* **Work task**:
Return all lines in the material below that contain "crowd".

* **Data in this exercise**:
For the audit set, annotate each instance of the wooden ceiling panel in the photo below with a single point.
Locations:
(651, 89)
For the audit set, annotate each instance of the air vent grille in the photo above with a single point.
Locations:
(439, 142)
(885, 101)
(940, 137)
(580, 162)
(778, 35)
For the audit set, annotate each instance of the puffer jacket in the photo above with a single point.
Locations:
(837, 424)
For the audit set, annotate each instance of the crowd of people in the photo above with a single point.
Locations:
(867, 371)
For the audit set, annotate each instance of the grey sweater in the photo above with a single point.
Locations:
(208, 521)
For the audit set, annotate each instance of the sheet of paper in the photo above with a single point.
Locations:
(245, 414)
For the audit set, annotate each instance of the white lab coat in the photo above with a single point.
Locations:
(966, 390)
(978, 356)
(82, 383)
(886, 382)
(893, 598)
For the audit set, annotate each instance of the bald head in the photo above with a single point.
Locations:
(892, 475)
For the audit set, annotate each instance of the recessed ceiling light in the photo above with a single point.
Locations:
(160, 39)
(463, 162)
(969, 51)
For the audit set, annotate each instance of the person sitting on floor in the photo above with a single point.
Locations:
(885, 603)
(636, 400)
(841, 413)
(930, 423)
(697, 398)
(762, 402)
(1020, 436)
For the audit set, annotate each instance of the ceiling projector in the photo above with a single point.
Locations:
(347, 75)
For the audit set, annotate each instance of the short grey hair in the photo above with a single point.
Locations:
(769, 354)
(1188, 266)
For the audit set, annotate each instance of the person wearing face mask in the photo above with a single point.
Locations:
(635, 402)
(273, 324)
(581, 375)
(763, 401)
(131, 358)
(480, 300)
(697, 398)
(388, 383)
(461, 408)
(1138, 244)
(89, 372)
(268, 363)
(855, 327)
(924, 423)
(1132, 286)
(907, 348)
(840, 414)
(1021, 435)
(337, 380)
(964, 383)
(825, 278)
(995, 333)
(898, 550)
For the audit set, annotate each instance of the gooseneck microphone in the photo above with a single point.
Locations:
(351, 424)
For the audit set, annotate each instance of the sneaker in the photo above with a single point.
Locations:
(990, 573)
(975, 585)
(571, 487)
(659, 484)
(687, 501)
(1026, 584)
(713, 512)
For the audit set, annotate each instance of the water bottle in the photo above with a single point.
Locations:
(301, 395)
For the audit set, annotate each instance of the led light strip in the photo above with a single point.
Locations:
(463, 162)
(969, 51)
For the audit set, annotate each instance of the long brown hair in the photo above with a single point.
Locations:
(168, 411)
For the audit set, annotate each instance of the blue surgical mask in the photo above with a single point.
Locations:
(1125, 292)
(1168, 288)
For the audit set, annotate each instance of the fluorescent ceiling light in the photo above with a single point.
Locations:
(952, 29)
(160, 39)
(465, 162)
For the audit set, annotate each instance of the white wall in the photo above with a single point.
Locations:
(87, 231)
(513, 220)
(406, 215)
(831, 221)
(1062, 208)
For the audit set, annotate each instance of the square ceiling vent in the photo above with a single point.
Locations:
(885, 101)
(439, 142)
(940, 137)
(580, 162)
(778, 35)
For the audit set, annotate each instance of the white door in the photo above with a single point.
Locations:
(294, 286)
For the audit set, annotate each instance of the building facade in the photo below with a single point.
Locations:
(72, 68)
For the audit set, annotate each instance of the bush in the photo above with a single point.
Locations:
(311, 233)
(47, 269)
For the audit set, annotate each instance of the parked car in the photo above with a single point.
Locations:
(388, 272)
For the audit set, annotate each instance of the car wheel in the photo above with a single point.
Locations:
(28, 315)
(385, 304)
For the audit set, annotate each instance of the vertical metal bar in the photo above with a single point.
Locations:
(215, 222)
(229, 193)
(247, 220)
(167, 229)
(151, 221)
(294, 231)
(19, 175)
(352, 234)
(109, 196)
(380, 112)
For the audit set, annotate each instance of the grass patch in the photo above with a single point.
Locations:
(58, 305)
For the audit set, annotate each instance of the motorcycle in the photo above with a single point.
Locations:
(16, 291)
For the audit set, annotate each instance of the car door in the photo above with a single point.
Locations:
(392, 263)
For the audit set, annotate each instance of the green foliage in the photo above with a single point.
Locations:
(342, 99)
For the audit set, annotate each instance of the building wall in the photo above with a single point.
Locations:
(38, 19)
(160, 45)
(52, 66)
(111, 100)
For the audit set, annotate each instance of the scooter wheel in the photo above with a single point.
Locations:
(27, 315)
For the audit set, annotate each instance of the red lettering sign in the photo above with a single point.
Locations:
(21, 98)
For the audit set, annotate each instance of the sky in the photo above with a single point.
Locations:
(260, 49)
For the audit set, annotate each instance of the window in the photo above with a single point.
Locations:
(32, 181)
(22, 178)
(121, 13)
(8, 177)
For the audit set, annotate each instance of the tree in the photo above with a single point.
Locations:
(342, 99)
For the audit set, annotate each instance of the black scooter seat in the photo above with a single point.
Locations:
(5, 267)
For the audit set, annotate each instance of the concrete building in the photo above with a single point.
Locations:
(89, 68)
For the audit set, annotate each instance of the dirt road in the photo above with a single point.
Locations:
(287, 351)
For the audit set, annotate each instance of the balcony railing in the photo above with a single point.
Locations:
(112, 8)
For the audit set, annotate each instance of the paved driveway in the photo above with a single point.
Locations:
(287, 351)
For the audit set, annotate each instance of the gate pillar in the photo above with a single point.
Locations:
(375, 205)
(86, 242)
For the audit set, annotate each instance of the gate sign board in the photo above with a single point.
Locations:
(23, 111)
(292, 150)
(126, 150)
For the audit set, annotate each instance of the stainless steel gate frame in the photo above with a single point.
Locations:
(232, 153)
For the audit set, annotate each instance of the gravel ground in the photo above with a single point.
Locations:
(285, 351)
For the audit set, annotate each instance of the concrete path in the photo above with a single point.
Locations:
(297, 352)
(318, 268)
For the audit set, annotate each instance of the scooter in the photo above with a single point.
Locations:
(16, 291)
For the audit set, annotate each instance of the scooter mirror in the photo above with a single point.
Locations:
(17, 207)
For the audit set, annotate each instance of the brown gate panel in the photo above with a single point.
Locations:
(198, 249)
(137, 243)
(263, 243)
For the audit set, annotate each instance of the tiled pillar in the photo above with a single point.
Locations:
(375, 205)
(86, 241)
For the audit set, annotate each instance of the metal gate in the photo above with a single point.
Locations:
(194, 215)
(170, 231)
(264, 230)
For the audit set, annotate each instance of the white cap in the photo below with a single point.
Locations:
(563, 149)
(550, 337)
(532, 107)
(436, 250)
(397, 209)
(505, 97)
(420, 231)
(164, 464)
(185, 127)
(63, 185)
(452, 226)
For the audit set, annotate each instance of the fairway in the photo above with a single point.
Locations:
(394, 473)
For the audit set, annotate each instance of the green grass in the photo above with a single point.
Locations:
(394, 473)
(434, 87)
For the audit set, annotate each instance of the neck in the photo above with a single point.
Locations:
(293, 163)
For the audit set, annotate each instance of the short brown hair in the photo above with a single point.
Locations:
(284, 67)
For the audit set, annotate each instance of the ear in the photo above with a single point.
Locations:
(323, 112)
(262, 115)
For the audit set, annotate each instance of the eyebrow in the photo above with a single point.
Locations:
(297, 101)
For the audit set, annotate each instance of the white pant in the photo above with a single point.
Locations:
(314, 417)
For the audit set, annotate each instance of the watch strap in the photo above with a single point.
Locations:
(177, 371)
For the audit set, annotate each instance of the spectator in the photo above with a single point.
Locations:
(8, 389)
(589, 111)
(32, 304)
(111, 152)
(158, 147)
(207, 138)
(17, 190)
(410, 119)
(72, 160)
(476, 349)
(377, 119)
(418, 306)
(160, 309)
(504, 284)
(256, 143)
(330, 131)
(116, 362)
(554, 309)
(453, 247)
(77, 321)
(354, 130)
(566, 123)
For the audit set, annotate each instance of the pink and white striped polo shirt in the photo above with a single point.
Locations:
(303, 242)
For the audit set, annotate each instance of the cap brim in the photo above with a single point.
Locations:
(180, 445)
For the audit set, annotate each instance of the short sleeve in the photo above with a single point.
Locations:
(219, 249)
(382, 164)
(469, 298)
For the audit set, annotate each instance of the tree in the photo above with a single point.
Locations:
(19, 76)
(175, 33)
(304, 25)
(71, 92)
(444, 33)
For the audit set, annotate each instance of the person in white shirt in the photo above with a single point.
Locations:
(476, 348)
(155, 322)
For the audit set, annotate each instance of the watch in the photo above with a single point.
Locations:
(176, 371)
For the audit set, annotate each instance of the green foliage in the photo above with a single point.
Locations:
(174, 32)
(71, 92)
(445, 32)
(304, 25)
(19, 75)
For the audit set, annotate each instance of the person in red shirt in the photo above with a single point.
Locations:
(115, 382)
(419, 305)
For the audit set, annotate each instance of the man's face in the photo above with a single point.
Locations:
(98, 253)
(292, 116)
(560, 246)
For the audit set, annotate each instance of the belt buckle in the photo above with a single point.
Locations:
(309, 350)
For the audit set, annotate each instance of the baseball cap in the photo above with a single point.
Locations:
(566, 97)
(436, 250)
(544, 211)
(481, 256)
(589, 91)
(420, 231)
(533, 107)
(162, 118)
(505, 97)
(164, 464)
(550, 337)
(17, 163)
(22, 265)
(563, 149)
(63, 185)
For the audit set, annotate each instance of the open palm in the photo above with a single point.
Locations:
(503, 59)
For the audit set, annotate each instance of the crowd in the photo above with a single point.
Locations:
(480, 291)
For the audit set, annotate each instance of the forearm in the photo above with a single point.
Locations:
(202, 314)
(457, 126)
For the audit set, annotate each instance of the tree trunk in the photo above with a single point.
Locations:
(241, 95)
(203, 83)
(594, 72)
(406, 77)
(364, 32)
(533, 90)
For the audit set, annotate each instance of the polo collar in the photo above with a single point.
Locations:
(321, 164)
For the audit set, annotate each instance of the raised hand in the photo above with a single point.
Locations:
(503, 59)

* **Written response**:
For the audit set, annotate each instance of the crowd of people in the photo above with a single point.
For the audit set, annotate each instance of the crowd in the photo above with a single point.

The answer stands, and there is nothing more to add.